- **EXCERPT PROVIDED**

To prevent this heart failure and restore heart function, researchers at the University of Alabama at Birmingham, the University of Wisconsin-Madison and Duke University will work to create a bioengineered, human heart-tissue patch that is large, standardized and highly functional. This preclinical work will be supported by a seven-year, $8 million grant just awarded by the National Heart, Lung, and Blood Institute.

The research hub is led by Jianyi "Jay" Zhang, M.D., Ph.D., of UAB, Timothy Kamp, M.D., of Wisconsin and Nenad Bursac, Ph.D., of Duke. Their teams in this cooperative effort will work with individual cells and bioengineered patches made up of many cells. They will test the bioengineered cells in mice and the bioengineered patches in pigs.

The goal is to bring cardiac tissue engineering therapies into the clinic for human use by the end of the grant. Ischemic heart disease from restricted blood flow and oxygen starvation is a leading cause of death in the United States. One in every seven deaths in the United States results from coronary artery disease.

"At the end of seven years, we will be ready for clinical trials," Zhang said.

- **ABOUT THIS EXERCISE**
Copy word for word the part of the heart-patch article above starting at "To prevent this" and ending at "patches in pigs.".

- **GIVEN DATA**
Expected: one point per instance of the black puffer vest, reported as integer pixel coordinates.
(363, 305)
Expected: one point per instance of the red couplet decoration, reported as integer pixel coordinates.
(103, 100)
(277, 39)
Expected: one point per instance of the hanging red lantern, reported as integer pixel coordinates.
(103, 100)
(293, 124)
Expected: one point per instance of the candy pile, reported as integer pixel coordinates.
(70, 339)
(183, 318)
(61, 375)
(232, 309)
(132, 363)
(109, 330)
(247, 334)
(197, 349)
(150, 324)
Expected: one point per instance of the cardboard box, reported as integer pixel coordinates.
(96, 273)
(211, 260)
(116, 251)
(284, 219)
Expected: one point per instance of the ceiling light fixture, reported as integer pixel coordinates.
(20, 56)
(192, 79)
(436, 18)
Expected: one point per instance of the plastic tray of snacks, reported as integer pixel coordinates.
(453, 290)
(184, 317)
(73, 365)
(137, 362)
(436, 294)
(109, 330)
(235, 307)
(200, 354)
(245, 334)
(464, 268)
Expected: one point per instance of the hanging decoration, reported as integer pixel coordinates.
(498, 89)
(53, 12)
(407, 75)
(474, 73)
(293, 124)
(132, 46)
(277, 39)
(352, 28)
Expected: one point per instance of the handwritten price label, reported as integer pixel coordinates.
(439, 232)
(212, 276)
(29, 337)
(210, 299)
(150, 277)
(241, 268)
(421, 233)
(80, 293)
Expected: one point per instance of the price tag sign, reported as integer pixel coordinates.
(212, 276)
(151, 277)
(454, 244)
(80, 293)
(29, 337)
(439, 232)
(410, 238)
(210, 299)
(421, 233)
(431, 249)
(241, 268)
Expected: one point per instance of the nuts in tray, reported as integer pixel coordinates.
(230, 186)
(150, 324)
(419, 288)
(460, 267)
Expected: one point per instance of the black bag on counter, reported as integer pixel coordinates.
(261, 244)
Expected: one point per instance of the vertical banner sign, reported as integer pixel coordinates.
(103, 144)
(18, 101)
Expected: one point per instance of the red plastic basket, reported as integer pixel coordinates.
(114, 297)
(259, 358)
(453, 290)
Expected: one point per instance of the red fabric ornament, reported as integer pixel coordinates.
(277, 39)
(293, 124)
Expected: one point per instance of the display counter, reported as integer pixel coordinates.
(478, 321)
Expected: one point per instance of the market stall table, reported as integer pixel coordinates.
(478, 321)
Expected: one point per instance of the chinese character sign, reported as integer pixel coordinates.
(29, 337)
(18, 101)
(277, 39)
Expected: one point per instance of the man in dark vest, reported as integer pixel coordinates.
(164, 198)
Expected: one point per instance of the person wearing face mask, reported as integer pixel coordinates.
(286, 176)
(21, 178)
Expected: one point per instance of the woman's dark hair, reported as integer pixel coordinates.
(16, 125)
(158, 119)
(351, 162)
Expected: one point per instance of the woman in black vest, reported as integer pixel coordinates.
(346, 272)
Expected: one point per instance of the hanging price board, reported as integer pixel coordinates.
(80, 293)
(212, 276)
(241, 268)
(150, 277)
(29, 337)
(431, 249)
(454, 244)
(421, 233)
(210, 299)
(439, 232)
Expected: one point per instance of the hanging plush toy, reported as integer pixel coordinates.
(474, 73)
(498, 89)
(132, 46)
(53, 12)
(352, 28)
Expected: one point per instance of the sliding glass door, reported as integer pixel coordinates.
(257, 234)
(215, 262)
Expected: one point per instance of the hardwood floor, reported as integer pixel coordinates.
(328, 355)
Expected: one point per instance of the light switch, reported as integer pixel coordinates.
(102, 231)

- **ANSWER SPACE**
To prevent this heart failure and restore heart function, researchers at the University of Alabama at Birmingham, the University of Wisconsin-Madison and Duke University will work to create a bioengineered, human heart-tissue patch that is large, standardized and highly functional. This preclinical work will be supported by a seven-year, $8 million grant just awarded by the National Heart, Lung, and Blood Institute.

The research hub is led by Jianyi "Jay" Zhang, M.D., Ph.D., of UAB, Timothy Kamp, M.D., of Wisconsin and Nenad Bursac, Ph.D., of Duke. Their teams in this cooperative effort will work with individual cells and bioengineered patches made up of many cells. They will test the bioengineered cells in mice and the bioengineered patches in pigs.